Task: Emit the line that holds "Look at the photo above. For each instance of the overcast" and all lines following it through the end of the data, verbatim, and nothing else.

Data records:
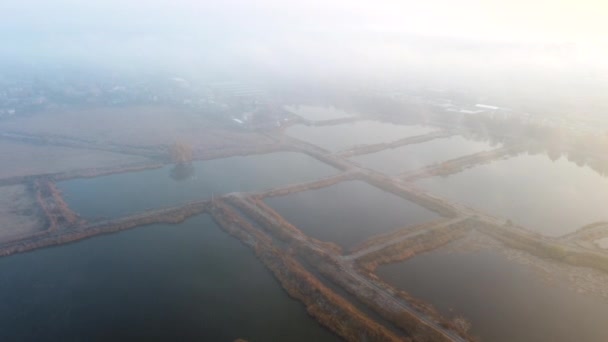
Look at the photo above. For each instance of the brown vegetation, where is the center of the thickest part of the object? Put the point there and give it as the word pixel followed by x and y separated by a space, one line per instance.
pixel 546 248
pixel 409 248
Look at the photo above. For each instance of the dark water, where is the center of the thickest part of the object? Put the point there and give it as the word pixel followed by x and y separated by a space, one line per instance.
pixel 187 282
pixel 349 212
pixel 319 113
pixel 122 194
pixel 340 137
pixel 550 197
pixel 504 301
pixel 416 156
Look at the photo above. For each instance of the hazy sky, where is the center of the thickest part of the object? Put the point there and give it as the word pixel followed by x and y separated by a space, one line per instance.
pixel 514 20
pixel 362 34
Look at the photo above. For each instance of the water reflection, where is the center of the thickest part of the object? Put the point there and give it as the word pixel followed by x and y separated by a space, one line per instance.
pixel 192 281
pixel 551 197
pixel 182 171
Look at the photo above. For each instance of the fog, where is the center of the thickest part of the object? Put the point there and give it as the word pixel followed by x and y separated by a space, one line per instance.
pixel 308 155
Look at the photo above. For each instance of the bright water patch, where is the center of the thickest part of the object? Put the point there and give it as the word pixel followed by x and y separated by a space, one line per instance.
pixel 127 193
pixel 550 197
pixel 416 156
pixel 349 212
pixel 366 132
pixel 504 301
pixel 187 282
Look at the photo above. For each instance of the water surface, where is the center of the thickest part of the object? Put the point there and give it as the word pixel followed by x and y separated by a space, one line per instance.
pixel 504 301
pixel 349 212
pixel 187 282
pixel 416 156
pixel 342 136
pixel 550 197
pixel 122 194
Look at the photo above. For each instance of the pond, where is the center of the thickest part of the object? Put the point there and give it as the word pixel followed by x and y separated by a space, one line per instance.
pixel 188 282
pixel 505 301
pixel 550 197
pixel 415 156
pixel 349 212
pixel 127 193
pixel 365 132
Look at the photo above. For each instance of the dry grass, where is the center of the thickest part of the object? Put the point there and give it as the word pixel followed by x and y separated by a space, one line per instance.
pixel 137 125
pixel 18 213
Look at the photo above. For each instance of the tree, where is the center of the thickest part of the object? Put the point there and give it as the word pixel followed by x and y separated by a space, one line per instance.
pixel 180 152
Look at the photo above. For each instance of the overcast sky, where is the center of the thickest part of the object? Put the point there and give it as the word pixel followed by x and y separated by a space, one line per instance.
pixel 279 33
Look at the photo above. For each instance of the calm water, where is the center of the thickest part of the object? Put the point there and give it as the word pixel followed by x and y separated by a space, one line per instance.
pixel 340 137
pixel 123 194
pixel 319 113
pixel 416 156
pixel 188 282
pixel 349 212
pixel 550 197
pixel 504 301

Final answer:
Look at the photo above. For each instance of the overcast sky, where is the center of the thickest part of the object? Put the point there and give it as the word pixel followed by x and y separated by a space, one line per instance.
pixel 279 33
Look at the photo above. For each instance of the calm water, where is the center of the thickest part of the object? Put the point there and give it as the word pixel followed by x and y separated by a space, one line per instance.
pixel 340 137
pixel 123 194
pixel 319 113
pixel 416 156
pixel 188 282
pixel 349 212
pixel 550 197
pixel 504 301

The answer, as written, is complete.